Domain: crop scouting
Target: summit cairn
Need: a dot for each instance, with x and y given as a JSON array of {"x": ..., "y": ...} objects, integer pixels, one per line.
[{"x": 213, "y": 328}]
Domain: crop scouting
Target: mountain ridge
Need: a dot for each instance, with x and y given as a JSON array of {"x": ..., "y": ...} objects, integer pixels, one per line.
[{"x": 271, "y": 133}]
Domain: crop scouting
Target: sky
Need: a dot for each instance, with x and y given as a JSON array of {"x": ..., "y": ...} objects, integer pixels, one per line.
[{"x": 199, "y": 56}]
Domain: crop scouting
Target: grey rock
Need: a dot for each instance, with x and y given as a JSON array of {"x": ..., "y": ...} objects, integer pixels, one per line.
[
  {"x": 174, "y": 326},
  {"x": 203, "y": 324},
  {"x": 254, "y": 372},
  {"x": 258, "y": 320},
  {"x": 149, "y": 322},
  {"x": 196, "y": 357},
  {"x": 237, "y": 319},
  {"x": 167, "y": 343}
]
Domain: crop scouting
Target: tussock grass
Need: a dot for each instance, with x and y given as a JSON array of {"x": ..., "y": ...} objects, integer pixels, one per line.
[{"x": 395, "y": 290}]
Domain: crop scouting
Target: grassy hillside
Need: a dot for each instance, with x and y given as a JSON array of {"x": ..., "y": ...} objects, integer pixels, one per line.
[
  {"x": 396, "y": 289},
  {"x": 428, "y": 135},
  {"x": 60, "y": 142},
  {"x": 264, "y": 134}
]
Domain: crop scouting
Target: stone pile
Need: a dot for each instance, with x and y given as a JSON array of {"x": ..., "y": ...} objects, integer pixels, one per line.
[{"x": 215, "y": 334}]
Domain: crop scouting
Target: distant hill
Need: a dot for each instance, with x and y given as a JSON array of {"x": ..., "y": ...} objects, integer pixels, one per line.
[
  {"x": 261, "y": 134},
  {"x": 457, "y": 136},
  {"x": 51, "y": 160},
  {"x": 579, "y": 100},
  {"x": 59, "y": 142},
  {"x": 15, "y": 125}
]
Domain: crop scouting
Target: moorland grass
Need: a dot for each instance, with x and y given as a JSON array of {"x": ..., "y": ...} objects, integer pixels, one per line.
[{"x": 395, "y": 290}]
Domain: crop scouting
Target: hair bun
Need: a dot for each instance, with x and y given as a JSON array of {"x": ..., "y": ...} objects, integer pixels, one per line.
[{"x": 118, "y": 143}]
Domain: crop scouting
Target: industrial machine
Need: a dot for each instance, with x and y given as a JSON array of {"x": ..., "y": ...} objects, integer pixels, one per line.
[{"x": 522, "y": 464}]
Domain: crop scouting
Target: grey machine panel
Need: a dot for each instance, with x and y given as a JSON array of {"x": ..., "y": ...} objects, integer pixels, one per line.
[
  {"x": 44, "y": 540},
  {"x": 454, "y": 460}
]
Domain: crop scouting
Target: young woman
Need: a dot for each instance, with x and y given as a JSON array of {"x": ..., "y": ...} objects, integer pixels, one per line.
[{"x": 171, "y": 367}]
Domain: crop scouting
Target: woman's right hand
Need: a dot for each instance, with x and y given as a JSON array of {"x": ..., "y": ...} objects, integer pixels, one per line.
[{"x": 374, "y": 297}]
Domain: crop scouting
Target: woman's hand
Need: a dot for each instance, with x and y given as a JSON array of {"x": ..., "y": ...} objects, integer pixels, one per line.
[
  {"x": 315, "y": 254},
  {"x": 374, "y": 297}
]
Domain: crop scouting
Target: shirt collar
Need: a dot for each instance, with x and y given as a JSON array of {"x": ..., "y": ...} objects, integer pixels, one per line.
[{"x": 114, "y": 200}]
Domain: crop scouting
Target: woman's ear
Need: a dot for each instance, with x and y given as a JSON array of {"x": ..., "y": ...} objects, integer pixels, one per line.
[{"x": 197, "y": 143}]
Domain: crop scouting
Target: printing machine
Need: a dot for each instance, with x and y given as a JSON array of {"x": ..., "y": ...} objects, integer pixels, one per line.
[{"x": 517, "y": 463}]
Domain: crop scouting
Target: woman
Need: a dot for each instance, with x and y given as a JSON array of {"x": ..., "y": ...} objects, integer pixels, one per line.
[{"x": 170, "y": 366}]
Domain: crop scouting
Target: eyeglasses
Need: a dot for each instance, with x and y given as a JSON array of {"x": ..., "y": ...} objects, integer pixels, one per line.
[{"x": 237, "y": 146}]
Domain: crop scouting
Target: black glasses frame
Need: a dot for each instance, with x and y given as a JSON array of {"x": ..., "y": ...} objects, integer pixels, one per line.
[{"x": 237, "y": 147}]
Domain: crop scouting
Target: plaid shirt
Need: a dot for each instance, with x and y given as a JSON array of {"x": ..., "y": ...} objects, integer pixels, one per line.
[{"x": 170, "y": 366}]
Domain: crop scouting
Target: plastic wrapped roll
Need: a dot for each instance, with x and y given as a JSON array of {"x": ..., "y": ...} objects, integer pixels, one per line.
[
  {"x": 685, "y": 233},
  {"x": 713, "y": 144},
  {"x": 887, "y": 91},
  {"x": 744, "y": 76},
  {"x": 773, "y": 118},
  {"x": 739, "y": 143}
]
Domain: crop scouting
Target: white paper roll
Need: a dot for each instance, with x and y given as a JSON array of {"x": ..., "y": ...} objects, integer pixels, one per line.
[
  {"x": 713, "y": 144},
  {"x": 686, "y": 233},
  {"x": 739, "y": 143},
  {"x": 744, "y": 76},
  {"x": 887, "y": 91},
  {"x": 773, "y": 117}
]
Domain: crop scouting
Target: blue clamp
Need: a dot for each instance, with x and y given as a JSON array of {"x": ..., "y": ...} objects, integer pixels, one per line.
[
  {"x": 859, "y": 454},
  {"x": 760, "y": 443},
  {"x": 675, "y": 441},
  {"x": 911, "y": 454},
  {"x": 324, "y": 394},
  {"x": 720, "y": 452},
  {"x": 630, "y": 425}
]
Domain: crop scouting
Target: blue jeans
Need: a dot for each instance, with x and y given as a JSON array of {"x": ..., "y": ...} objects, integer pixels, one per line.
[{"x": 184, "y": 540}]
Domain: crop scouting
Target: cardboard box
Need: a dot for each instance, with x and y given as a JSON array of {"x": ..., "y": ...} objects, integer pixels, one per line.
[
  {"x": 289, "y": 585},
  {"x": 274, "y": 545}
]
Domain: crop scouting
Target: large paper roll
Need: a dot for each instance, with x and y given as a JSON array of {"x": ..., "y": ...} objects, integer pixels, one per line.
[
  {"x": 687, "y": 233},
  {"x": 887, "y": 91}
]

=-=-=-=-=

> **What you have to do**
Write out every line of the records exactly.

> **Exercise solution**
Domain: crop scouting
Target: summit cairn
Need: a dot for each instance, with x and y given as a JSON array of {"x": ..., "y": ...} objects, integer pixels, one per line.
[{"x": 213, "y": 328}]
Domain: crop scouting
Target: mountain ridge
Need: a dot for each instance, with x and y given as a JSON array of {"x": ..., "y": ...} objects, integer pixels, one per line.
[{"x": 271, "y": 133}]
Domain: crop scouting
Target: sky
Need: a dot for each instance, with x and y given as a JSON array of {"x": ..., "y": ...} objects, integer pixels, one per line.
[{"x": 199, "y": 56}]
Domain: crop scouting
Target: grey rock
Need: a dot for each instance, with x and y given as a JSON array of {"x": ..., "y": ...} objects, integer pixels, one per line.
[
  {"x": 174, "y": 326},
  {"x": 203, "y": 324},
  {"x": 254, "y": 372},
  {"x": 258, "y": 320},
  {"x": 149, "y": 322},
  {"x": 196, "y": 357},
  {"x": 237, "y": 319},
  {"x": 167, "y": 343}
]
Domain: crop scouting
Target: tussock grass
Need: a dot for each instance, with x and y given as a JSON array of {"x": ..., "y": ...} objects, integer pixels, one per line.
[{"x": 395, "y": 290}]
Domain: crop scouting
Target: grassy hillside
Need: a dot for each instance, with x and y given as a JSON array of {"x": ..., "y": ...} objects, integer pixels, one per line.
[
  {"x": 396, "y": 289},
  {"x": 428, "y": 135},
  {"x": 60, "y": 142},
  {"x": 264, "y": 134}
]
Domain: crop scouting
Target: stone pile
Need: a dot for each instance, with x and y given as a JSON array of {"x": ..., "y": ...} objects, integer pixels, one per line.
[{"x": 215, "y": 334}]
Domain: crop scouting
Target: distant hill
Need: a dot for each instance, with x and y given as a JSON array of {"x": ..., "y": ...} objects, integer pixels, one per line.
[
  {"x": 261, "y": 134},
  {"x": 457, "y": 136},
  {"x": 51, "y": 160},
  {"x": 579, "y": 100},
  {"x": 59, "y": 142},
  {"x": 15, "y": 125}
]
Domain: crop scouting
Target: moorland grass
Need: a dot for each instance, with x and y given as a JSON array of {"x": ..., "y": ...} objects, integer pixels, one per line.
[{"x": 395, "y": 290}]
Domain: crop scouting
Target: hair bun
Need: a dot for each instance, with x and y given as a JSON array of {"x": ..., "y": ...} objects, integer pixels, one per line.
[{"x": 118, "y": 143}]
Domain: crop scouting
Target: industrial machine
Need: a dot for each instance, with x and y given as a JSON array of {"x": ..., "y": ...} objects, integer pixels, one per line.
[{"x": 522, "y": 464}]
Domain: crop scouting
Target: grey machine panel
Need: a dot for each instance, with x and y given as a JSON array of {"x": ..., "y": ...} objects, integer pixels, one per line.
[
  {"x": 44, "y": 540},
  {"x": 454, "y": 460}
]
Domain: crop scouting
Target: young woman
Need: a dot for each instance, with x and y given as a JSON array of {"x": ..., "y": ...} objects, integer pixels, one per line.
[{"x": 171, "y": 367}]
Domain: crop scouting
Target: woman's right hand
Need: a dot for each instance, with x and y given as a JSON array of {"x": ..., "y": ...} objects, integer pixels, one per line.
[{"x": 374, "y": 297}]
Domain: crop scouting
Target: woman's hand
Need: a dot for each instance, with x and y given as a JSON array of {"x": ..., "y": ...} objects, integer pixels, one per line.
[
  {"x": 315, "y": 254},
  {"x": 374, "y": 297}
]
Domain: crop scouting
Target: shirt collar
Need: a dot for each instance, with x and y given as a JSON array of {"x": ..., "y": ...} objects, integer pixels, one per line.
[{"x": 114, "y": 200}]
Domain: crop scouting
Target: woman's ear
Need: a dot for each instance, with x and y given as a JSON array of {"x": ..., "y": ...} objects, integer pixels, one per line.
[{"x": 197, "y": 143}]
Domain: crop scouting
Target: printing machine
Need: a dot for each instance, with x and y given as a JSON array of {"x": ..., "y": ...} objects, integer pixels, one per line.
[{"x": 517, "y": 463}]
Domain: crop scouting
Target: woman
Need: a dot for each instance, with x and y given as a JSON array of {"x": ..., "y": ...} objects, integer pixels, one per line.
[{"x": 170, "y": 366}]
Domain: crop scouting
Target: eyeglasses
Need: a dot for each instance, with x and y given as a JSON array of {"x": ..., "y": ...} objects, integer pixels, one per line.
[{"x": 237, "y": 146}]
Domain: crop scouting
Target: black glasses frame
Need: a dot for each instance, with x and y given as a JSON array of {"x": ..., "y": ...} objects, integer pixels, one per line.
[{"x": 237, "y": 147}]
Domain: crop scouting
Target: plaid shirt
Need: a dot for each instance, with x and y given as a JSON array of {"x": ..., "y": ...} objects, integer pixels, one per line.
[{"x": 170, "y": 366}]
Domain: crop scouting
Target: plastic wrapped roll
Need: a dot for each instance, with x and y given as a JSON array of {"x": ..., "y": ...} objects, integer pixels, one per line.
[
  {"x": 685, "y": 233},
  {"x": 713, "y": 144},
  {"x": 887, "y": 91},
  {"x": 744, "y": 76},
  {"x": 773, "y": 118},
  {"x": 739, "y": 143}
]
Domain: crop scouting
Target: white paper roll
Need: a dot for each instance, with x and y given as a JSON array of {"x": ..., "y": ...} objects, integer pixels, one per line.
[
  {"x": 713, "y": 144},
  {"x": 686, "y": 233},
  {"x": 739, "y": 143},
  {"x": 744, "y": 76},
  {"x": 887, "y": 91},
  {"x": 773, "y": 117}
]
Domain: crop scouting
Target: blue clamp
Need: a dot for each instance, with x and y given as a JSON array of {"x": ..., "y": ...} objects, integer pixels, one per line.
[
  {"x": 859, "y": 454},
  {"x": 760, "y": 443},
  {"x": 675, "y": 441},
  {"x": 911, "y": 454},
  {"x": 324, "y": 394},
  {"x": 720, "y": 452},
  {"x": 630, "y": 425}
]
Domain: crop scouting
Target: blue jeans
Need: a dot for each instance, with x and y given as a JSON array of {"x": ..., "y": ...} objects, integer pixels, one per line.
[{"x": 184, "y": 540}]
Domain: crop scouting
Target: cardboard box
Need: a dot for each instance, with x and y given as a JSON array of {"x": ..., "y": ...} objects, integer pixels, one per line.
[
  {"x": 289, "y": 585},
  {"x": 274, "y": 545}
]
Domain: crop scouting
Target: large paper roll
Need: a dot for each instance, with x and y given as a JSON array of {"x": ..., "y": ...} objects, integer pixels, one per line.
[
  {"x": 687, "y": 233},
  {"x": 887, "y": 91}
]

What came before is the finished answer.